## TRAVAIL DEMANDÉ:
[1] D'après le texte sur les contrôles au faciès, quelle organisation menait campagne dès le début des années 1950 contre les « arrestations au faciès » visant les « Nord-Africains » ?
[2] Reprenez le texte sur les contrôles au faciès à la suite de sa dernière phrase.

## TEXTE FOURNI:
▽

En juin dernier, pour la première fois un tribunal avait condamné l’État français pour des contrôles de police réalisés « en tenant compte de l’apparence physique et de l’appartenance, vraie ou supposée, à une ethnie ou une race ». En se pourvoyant en Cassation, après avoir refusé toute réforme en la matière, le gouvernement a donné un véritable blanc-seing aux forces de l’ordre : le contrôle au faciès, illégalisme routinier des forces de l’ordre, restera couvert par les autorités. Dix ans après les émeutes de 2005, était donné le signal que la reconnaissance politique demeurait à conquérir par des mobilisation contre toutes les « cérémonies de dégradation » infligées par la police et autres appareils d’État.

Dès le début des années 1950, le MRAP, appuyé par la presse communiste et en particulier L’Humanité, menait campagne contre les « arrestations au faciès » dont étaient victimes les « Nord-Africains ». La « discrimination raciale » et le « racisme légal ou administratif » étaient dénoncés tandis qu’étaient revendiquées avec vigueur « l’égalité des droits » et les « garanties constitutionnelles ». Au même moment, les « Français musulmans d’Algérie [1] » les plus politisés défilaient dans les rues de Paris avec des banderoles « À bas le racisme policier » ou « Plus de chasses au faciès » [2]. Quelques années plus tard paraissait la première brochure destinée à armer en droit les soutiens des « travailleurs algériens » victimes de contrôles d’identité répétés ainsi que de conduites au poste souvent longues de plusieurs heures et loin d’être toujours exemptes de violences [3]. (...)

Quand elles ne font pas appel des rarissimes décisions de justice condamnant les contrôles au faciès, les plus hautes autorités s’attellent à minorer l’ampleur du phénomène. En la matière, la continuité de l’État est exemplaire. La position du gouvernement français exprimée en 2010 dans une réponse à l’ECRI [5] qui, depuis plusieurs années, mettait en cause l’action de la police nationale en matière de « profilage racial » est particulièrement symptomatique de ce déni :

« Les critères retenus par les policiers pour exercer leurs contrôles reposent sur une analyse raisonnée de la délinquance en fonction du lieu où les contrôles sont menés et du comportement le plus souvent observé chez les auteurs des types d’actes de délinquance de proximité les plus constatés localement. Contrairement à ce qui a été indiqué à l’ECRI, il y a lieu de souligner que l’apparence ethnique en tant que telle n’a aucun intérêt dans la lutte contre la délinquance et qu’elle n’intervient pas en conséquence dans la décision de contrôler telle ou telle personne [6] ».

△

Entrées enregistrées
▽

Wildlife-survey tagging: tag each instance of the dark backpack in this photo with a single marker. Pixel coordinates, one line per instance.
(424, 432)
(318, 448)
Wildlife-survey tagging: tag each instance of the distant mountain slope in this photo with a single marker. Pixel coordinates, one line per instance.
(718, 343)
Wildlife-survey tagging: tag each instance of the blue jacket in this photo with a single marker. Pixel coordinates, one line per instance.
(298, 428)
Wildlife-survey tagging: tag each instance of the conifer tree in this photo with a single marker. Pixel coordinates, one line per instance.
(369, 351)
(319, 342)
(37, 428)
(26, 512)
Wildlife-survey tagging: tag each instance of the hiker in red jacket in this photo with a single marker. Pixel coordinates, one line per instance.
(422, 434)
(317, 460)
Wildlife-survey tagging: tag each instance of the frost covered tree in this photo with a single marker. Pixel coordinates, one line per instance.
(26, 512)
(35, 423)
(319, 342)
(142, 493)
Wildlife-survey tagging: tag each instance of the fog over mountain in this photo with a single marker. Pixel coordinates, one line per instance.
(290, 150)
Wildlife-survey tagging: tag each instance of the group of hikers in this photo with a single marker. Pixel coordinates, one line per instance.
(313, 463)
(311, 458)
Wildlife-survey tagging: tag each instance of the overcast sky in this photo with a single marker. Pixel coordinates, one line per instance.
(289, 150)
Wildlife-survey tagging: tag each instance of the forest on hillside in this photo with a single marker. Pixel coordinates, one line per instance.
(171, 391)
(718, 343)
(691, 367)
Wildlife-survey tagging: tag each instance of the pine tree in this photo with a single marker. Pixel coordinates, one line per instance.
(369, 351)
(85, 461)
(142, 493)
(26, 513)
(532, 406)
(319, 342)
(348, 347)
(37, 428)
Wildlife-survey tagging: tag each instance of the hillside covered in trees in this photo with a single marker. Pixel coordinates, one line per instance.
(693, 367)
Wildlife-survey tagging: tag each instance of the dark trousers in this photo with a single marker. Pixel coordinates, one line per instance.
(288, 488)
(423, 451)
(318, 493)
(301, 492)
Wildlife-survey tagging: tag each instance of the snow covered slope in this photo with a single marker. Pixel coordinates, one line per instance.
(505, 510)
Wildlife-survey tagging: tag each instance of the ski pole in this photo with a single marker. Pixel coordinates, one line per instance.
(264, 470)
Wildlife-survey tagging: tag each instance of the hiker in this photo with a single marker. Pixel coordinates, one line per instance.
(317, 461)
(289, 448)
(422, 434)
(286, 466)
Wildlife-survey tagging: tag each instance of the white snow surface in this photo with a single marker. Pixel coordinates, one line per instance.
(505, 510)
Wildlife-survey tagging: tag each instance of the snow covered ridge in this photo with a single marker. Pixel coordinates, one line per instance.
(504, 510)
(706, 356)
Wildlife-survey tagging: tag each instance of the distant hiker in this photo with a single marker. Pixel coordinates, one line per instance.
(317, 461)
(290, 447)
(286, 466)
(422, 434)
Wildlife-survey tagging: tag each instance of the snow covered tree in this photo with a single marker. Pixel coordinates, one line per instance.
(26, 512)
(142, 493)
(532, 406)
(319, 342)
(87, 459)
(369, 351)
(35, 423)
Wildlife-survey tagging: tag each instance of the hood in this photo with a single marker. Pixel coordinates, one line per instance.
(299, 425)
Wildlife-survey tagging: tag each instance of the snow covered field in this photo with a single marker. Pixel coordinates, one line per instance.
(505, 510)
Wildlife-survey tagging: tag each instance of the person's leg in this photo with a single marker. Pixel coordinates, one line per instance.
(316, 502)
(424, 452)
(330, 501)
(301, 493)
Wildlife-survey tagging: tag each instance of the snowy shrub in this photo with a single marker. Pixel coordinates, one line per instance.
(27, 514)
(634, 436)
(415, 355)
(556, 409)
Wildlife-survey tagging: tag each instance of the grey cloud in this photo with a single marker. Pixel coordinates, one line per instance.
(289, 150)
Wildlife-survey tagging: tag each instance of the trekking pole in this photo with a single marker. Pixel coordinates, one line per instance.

△

## RÉPONSES PAR TÂCHE:
[1] Le MRAP, appuyé par la presse communiste et en particulier L'Humanité.

[2]
Si les personnes désignées par la couleur de leur peau subissent des contrôles d’identité qui, en certains lieux, peuvent s’apparenter à un véritable harcèlement policier, ce serait tout simplement parce que leurs « comportements » et une « analyse raisonnée » les ciblent comme potentiellement délinquantes. (...)

depuis 2012, en dépit des promesses du candidat Hollande (son engagement n° 30/60 portait : « Je lutterai contre le “délit de faciès” dans les contrôles d’identité par une procédure respectueuse des citoyens [et les autres habitant·e·s de ce pays serait-on tenté d’ajouter ?] »), les prises de positions et la pratique n’ont guère évolué. (...)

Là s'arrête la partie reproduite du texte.